**Job**
Collect every line in the records below that contains the string "query", treating uppercase and lowercase as different.

**Data to process**
--*--

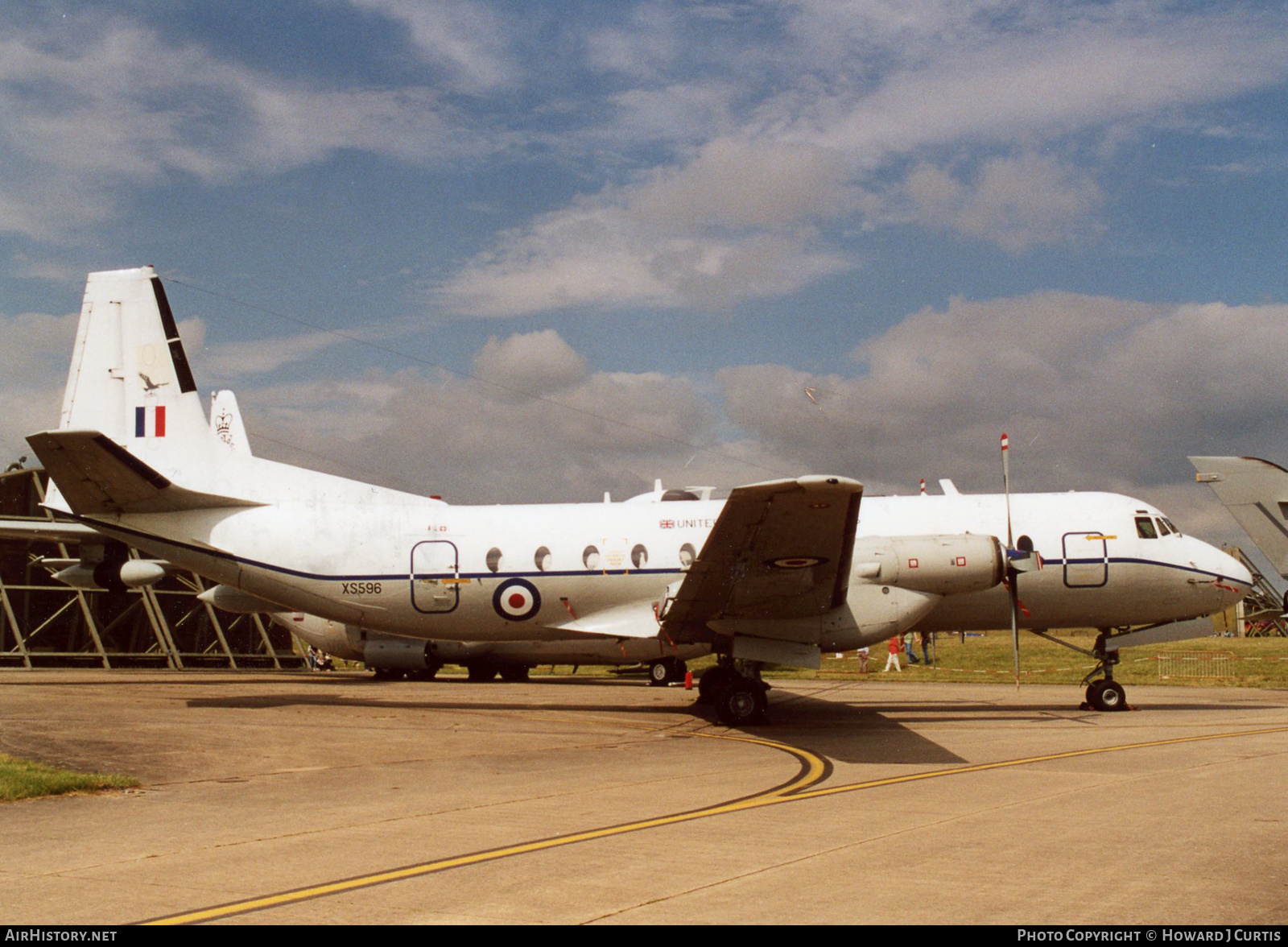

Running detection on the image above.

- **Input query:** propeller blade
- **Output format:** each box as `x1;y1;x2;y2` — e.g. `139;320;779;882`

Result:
1002;432;1015;550
1002;432;1020;693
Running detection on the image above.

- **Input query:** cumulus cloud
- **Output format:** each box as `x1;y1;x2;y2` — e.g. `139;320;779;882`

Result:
350;0;520;94
897;155;1104;253
238;331;731;502
474;329;586;397
0;18;478;240
436;140;865;316
436;0;1288;317
717;292;1288;533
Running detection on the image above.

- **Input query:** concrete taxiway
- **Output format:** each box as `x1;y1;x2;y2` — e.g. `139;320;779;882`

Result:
0;672;1288;924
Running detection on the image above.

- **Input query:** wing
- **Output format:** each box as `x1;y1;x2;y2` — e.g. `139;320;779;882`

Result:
662;477;863;642
1190;457;1288;576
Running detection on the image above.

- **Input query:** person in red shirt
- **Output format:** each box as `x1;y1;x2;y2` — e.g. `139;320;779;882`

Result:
881;635;903;674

--*--

**Task output**
- **Input query:** propeller blade
- **Input query:** cumulus cloud
- **Input query:** concrete taxiway
- **Input query:** wing
- **Input query:** person in red shirt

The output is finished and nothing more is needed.